## Quoted passage

########

I am delighted to continue our author interview series with this conversation with sociologist Janet Vertesi . The goal for this interview series is to connect with researchers who are publishing outstanding social science and humanities books relevant to AIP’s focus on empowering physical scientists to create a better world . Dr. Vertesi specializes in the sociology of science, knowledge, and technology. She has spent more than a decade working among NASA’s robotic spacecraft teams as an ethnographer. In this interview we discuss her most recent book: Shaping Science: Organizations, Decisions, and Culture on NASA’s Teams , which draws on her research at NASA to delve into how a scientific team’s social organization can impact the results they yield.

Trevor Owens: Early in the book you establish “organized science” as a central framework for how you understand scientific work. Could you briefly describe this concept and why it ended up being critical to how you understand the teams you were embedded with at NASA?

########

## Given records
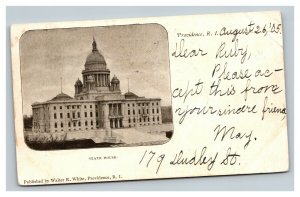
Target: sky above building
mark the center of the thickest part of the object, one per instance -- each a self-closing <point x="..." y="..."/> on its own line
<point x="137" y="52"/>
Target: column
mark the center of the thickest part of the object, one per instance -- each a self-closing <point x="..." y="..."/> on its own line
<point x="120" y="109"/>
<point x="117" y="111"/>
<point x="110" y="109"/>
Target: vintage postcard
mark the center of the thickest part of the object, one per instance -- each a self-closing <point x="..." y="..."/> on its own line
<point x="149" y="98"/>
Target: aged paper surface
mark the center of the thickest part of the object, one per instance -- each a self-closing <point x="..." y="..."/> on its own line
<point x="182" y="96"/>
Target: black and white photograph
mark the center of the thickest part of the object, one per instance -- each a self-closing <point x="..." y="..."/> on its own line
<point x="96" y="87"/>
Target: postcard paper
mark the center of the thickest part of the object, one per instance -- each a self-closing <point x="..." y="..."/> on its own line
<point x="149" y="98"/>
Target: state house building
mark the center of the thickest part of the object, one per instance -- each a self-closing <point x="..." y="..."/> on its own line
<point x="98" y="104"/>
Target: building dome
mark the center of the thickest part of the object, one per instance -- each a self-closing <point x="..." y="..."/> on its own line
<point x="61" y="97"/>
<point x="78" y="83"/>
<point x="115" y="80"/>
<point x="95" y="59"/>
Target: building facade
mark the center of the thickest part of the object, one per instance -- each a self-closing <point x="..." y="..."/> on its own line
<point x="98" y="104"/>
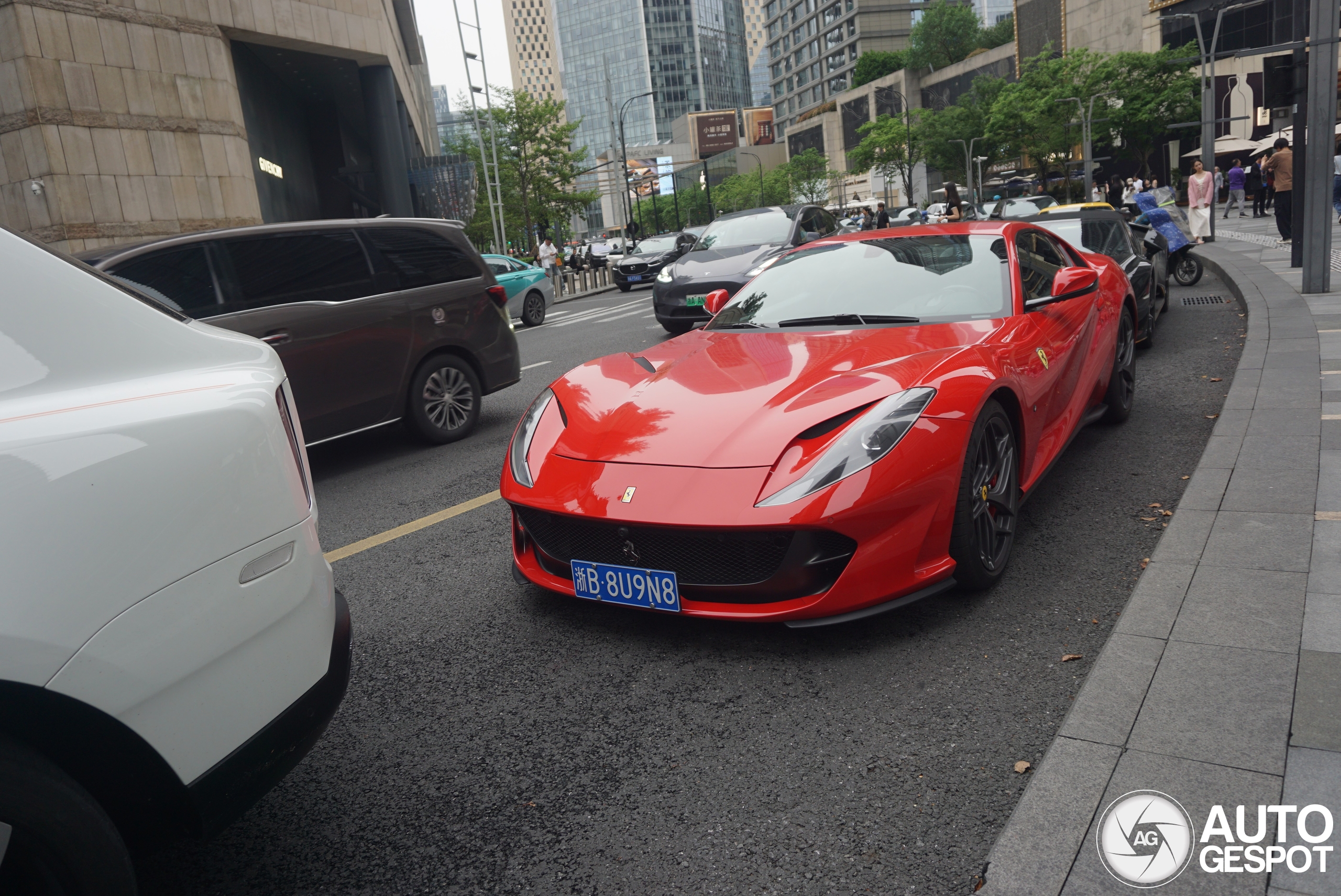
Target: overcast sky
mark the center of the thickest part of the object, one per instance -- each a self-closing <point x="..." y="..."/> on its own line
<point x="437" y="25"/>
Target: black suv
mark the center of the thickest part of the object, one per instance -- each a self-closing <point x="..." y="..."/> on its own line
<point x="376" y="319"/>
<point x="729" y="254"/>
<point x="648" y="258"/>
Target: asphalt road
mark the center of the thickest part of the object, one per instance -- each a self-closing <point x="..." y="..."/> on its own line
<point x="503" y="739"/>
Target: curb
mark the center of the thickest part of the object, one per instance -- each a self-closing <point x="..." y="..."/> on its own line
<point x="1194" y="694"/>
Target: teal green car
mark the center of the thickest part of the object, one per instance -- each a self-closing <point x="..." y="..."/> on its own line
<point x="529" y="292"/>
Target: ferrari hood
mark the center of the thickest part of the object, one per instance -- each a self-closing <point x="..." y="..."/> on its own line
<point x="737" y="399"/>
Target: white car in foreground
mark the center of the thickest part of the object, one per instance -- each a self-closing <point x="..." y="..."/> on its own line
<point x="171" y="640"/>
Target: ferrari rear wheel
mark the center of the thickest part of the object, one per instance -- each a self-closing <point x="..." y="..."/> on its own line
<point x="1122" y="385"/>
<point x="989" y="502"/>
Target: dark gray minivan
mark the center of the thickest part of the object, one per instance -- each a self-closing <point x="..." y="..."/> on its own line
<point x="376" y="319"/>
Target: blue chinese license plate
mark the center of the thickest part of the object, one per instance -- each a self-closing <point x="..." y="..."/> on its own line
<point x="650" y="588"/>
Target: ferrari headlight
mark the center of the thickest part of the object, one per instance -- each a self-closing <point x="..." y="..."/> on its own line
<point x="761" y="269"/>
<point x="871" y="438"/>
<point x="522" y="439"/>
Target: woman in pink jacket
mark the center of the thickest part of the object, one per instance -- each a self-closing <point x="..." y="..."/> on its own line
<point x="1201" y="185"/>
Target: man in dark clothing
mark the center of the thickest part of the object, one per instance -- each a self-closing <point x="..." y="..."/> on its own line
<point x="1282" y="167"/>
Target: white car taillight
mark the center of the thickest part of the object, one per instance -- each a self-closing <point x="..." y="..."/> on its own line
<point x="282" y="400"/>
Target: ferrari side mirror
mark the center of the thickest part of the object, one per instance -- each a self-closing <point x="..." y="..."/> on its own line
<point x="715" y="301"/>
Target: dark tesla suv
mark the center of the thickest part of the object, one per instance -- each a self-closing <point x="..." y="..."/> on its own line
<point x="648" y="258"/>
<point x="376" y="319"/>
<point x="729" y="254"/>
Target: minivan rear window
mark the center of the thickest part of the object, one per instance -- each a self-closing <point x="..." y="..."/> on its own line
<point x="180" y="275"/>
<point x="422" y="258"/>
<point x="325" y="266"/>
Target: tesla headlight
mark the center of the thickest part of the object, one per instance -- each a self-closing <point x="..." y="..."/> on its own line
<point x="523" y="436"/>
<point x="762" y="267"/>
<point x="871" y="438"/>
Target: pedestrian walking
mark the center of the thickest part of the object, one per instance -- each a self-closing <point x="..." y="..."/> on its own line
<point x="1336" y="182"/>
<point x="1238" y="184"/>
<point x="1199" y="190"/>
<point x="1282" y="171"/>
<point x="1257" y="185"/>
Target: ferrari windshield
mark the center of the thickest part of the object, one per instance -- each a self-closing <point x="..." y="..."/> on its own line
<point x="749" y="230"/>
<point x="927" y="280"/>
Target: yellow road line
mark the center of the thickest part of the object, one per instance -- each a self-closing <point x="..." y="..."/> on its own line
<point x="423" y="522"/>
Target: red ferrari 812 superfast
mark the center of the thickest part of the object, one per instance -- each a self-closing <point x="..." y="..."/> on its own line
<point x="852" y="431"/>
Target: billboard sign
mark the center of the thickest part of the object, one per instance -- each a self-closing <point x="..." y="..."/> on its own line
<point x="715" y="132"/>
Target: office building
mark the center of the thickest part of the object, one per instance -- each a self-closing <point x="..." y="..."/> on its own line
<point x="532" y="53"/>
<point x="136" y="124"/>
<point x="813" y="46"/>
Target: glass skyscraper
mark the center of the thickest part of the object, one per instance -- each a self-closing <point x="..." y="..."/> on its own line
<point x="691" y="54"/>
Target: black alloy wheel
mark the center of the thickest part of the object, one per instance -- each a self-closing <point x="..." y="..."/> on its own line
<point x="533" y="309"/>
<point x="989" y="502"/>
<point x="1189" y="270"/>
<point x="1122" y="384"/>
<point x="58" y="842"/>
<point x="444" y="399"/>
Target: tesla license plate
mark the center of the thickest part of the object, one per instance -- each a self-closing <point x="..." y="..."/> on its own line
<point x="654" y="589"/>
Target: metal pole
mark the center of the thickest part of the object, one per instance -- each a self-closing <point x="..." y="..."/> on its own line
<point x="1324" y="19"/>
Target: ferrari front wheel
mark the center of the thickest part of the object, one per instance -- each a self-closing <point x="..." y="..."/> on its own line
<point x="989" y="502"/>
<point x="1122" y="384"/>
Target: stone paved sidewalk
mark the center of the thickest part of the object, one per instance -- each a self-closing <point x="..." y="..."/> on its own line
<point x="1222" y="682"/>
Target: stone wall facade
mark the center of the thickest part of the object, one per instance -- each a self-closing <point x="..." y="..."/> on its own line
<point x="121" y="121"/>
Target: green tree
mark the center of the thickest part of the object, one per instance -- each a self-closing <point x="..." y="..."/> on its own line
<point x="889" y="148"/>
<point x="876" y="63"/>
<point x="809" y="176"/>
<point x="537" y="167"/>
<point x="944" y="35"/>
<point x="1152" y="90"/>
<point x="993" y="37"/>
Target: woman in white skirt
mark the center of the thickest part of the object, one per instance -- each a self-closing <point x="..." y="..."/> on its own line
<point x="1199" y="190"/>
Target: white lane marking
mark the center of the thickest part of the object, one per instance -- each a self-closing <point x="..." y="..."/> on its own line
<point x="626" y="314"/>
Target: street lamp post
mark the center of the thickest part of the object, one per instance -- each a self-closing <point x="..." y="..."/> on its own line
<point x="624" y="165"/>
<point x="761" y="172"/>
<point x="1208" y="90"/>
<point x="1086" y="140"/>
<point x="969" y="165"/>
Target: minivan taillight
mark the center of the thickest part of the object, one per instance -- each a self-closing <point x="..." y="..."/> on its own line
<point x="282" y="400"/>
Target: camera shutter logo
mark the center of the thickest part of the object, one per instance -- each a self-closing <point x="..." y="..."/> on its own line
<point x="1146" y="839"/>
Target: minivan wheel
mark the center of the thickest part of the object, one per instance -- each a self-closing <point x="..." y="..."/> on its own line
<point x="533" y="309"/>
<point x="444" y="399"/>
<point x="61" y="840"/>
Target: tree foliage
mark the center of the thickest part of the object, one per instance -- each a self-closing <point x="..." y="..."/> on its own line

########

## Work to complete
1. According to the interview passage, how long has Dr. Vertesi spent working as an ethnographer among NASA's robotic spacecraft teams?
2. Print the part of the interview passage that opens with the words containing "I am delighted" and closes with "results they yield.".
3. List the areas that the interview passage names within Dr. Vertesi's specialty, the sociology of various fields.

## List of answers
1. More than a decade.

2.
I am delighted to continue our author interview series with this conversation with sociologist Janet Vertesi . The goal for this interview series is to connect with researchers who are publishing outstanding social science and humanities books relevant to AIP’s focus on empowering physical scientists to create a better world . Dr. Vertesi specializes in the sociology of science, knowledge, and technology. She has spent more than a decade working among NASA’s robotic spacecraft teams as an ethnographer. In this interview we discuss her most recent book: Shaping Science: Organizations, Decisions, and Culture on NASA’s Teams , which draws on her research at NASA to delve into how a scientific team’s social organization can impact the results they yield.

3. Science, knowledge, technology